_TEXT TO READ_:

===============

Sir Roderick Ian Eddington AO FTSE (born 2 January 1950) is an Australian businessman.

He was first appointed to the board of News Corporation in 1999, still serves on News Corp board and also serves on the board of another of Rupert Murdoch's companies, 21st Century Fox, as well as the Herald and Weekly Times in Victoria.

 Eddington is chair of Lion and serves on the board of its Japanese parent company, Kirin. He is also chair of JP Morgan's Asia-Pacific Advisory Council, chair of Infrastructure Partnerships Australia, and a member of the APEC Business Advisory Council.

He has served in other senior positions including as CEO of British Airways.

Education and career

Coming from a country area where there were no high schools, Eddington went to Perth in 1963 to attend Christ Church Grammar School. He studied engineering at the University of Western Australia and graduated with first class honours in 1972. He continued his studies at UWA and completed the degree of Master of Engineering. In 1974, Eddington was the Rhodes Scholar from Western Australia. He completed his DPhil in the Department of Engineering Science at the University of Oxford and played eight first-class cricket matches for Oxford University Cricket Club in 1975 and 1976. He was President of Vincent's Club in 1977.

===============

_DATASET EXTRACT_:

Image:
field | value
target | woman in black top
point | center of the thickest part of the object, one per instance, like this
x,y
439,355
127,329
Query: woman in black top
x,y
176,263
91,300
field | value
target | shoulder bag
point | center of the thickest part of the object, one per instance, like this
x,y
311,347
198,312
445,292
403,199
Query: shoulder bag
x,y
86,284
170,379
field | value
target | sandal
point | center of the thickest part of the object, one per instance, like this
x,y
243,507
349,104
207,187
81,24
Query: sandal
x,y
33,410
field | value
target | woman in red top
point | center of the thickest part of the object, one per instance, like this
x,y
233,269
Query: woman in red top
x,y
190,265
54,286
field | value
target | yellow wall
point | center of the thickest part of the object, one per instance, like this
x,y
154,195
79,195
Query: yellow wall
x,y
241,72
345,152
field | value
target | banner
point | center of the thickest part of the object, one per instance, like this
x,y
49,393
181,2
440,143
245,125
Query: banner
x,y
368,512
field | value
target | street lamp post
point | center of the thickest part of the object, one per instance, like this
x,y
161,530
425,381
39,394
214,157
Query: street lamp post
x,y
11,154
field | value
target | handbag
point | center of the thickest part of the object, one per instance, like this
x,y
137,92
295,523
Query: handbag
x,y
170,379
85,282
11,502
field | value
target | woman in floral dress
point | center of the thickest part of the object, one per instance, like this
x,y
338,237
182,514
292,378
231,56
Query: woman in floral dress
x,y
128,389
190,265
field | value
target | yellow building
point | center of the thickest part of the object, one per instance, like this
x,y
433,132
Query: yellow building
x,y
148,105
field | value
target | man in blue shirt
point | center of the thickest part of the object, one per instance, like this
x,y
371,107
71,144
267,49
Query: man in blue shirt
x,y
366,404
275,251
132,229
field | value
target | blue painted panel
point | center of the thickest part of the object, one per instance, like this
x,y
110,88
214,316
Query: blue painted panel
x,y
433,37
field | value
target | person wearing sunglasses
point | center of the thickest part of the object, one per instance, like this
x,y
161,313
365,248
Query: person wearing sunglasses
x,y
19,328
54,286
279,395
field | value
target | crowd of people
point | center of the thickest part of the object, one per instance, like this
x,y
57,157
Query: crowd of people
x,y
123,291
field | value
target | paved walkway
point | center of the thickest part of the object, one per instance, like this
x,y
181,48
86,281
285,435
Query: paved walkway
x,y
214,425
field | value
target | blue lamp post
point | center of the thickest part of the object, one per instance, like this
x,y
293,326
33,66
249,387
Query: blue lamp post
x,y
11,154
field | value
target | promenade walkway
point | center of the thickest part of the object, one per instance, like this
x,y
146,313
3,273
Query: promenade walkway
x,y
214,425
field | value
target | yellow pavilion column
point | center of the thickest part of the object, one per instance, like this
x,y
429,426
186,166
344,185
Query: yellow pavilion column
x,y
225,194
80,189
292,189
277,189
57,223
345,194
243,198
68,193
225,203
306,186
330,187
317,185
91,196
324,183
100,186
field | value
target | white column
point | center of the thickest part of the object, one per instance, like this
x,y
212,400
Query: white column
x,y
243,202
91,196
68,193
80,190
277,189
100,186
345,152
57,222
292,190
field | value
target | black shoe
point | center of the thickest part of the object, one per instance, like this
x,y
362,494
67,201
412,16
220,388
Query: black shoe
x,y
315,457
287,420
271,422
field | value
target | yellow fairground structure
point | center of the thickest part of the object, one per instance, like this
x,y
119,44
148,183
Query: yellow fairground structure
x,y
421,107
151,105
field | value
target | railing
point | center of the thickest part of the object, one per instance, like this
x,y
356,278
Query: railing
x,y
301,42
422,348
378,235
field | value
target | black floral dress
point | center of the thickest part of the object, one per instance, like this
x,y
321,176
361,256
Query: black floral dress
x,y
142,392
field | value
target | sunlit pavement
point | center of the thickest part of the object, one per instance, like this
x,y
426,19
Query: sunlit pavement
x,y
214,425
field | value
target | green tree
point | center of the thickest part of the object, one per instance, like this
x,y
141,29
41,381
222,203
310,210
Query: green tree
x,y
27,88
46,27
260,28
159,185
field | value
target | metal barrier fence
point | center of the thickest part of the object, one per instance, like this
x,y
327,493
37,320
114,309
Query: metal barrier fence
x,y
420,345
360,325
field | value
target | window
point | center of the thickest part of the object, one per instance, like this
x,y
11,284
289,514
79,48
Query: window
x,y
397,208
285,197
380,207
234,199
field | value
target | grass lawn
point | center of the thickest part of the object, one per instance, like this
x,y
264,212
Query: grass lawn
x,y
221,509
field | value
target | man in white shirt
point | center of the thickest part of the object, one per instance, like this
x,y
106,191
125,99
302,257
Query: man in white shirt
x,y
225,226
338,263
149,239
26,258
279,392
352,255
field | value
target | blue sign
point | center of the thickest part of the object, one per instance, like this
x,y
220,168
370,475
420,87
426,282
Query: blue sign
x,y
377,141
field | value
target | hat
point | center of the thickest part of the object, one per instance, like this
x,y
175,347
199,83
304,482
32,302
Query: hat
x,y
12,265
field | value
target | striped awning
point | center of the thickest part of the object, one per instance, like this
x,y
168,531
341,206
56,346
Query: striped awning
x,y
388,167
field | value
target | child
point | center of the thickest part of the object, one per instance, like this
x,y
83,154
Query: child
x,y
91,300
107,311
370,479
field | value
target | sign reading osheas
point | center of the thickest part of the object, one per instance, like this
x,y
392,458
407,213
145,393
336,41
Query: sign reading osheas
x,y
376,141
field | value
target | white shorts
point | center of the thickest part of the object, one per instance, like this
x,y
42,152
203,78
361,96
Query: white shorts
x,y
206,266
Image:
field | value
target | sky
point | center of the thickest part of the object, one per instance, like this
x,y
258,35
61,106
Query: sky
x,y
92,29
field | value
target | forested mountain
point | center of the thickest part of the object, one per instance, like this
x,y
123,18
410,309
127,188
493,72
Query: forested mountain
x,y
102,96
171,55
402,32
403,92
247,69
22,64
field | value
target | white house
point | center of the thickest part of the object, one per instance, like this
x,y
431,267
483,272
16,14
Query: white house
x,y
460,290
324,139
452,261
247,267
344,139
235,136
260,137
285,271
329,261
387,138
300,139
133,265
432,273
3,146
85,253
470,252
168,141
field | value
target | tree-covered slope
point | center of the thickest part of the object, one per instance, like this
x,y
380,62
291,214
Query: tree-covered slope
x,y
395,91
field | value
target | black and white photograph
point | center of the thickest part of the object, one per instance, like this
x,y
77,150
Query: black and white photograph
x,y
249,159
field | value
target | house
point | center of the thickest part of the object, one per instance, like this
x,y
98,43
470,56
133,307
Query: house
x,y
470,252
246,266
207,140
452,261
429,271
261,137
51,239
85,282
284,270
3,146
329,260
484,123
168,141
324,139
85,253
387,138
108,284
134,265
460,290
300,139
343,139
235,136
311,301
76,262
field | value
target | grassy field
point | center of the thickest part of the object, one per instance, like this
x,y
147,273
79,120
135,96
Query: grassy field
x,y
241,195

===============

_INSTRUCTIONS_:
a) Which bodies does the Eddington biography say he chairs?
b) Continue the Eddington biography from its last sentence.

_ANSWERS TO EACH TASK_:
a)
Lion
JP Morgan's Asia-Pacific Advisory Council
Infrastructure Partnerships Australia

b)
Eddington joined the Swire Group in 1979, working for its subsidiary Cathay Pacific, before being appointed Managing Director in 1992. Continuing his association with the airline industry; News Limited, subsidiary of News Corporation, appointed Eddington Chairman of Ansett Australia in January 1997, four years before the airline failed. News Corp had taken control of the airline with TNT in 1979. Eddington was appointed Deputy Chairman of News Limited in September 1998. He was further promoted to the News Corporation board in September 1999.

British Airways CEO
Eddington replaced former BA CEO Bob Ayling on 2 May 2000. He removed many aspects of Ayling's corporate relaunch in early 2001: the unpopular ethnic-art tailfins were changed back to the traditional Union Jack tailfin. He steered the company in the aftermath of the 11 September 2001 attacks on New York City and Washington D.C. which proved disastrous for many other airlines.

The decision to permanently retire the British Airways Concorde in 2003 was made by Eddington, and his action remains highly controversial. Eddington stood down as chief executive officer of British Airways on 30 September 2005, after more than five years in the position. He then returned to Australia to take up a position as the head of the Victorian Major Events Association, succeeding Steve Vizard. Eddington was replaced by Willie Walsh in October 2005 after he had followed a six-month shadow position.

Career as a company director

Past
In February 2006, Eddington was a non-executive board member of JPMorgan (Non-Executive Chairman For Australia And New Zealand); News Corporation (non-executive director of publicly-listed Delaware-based company); John Swire & Sons (H.K.) Ltd. (non-executive director); Rio Tinto Group (non-executive director of two publicly-listed companies in the group).

Eddington also served on the board of Allco Finance Group, where he was one of three non-executive directors to approve Allco's ill-fated acquisition of Rubicon Holdings.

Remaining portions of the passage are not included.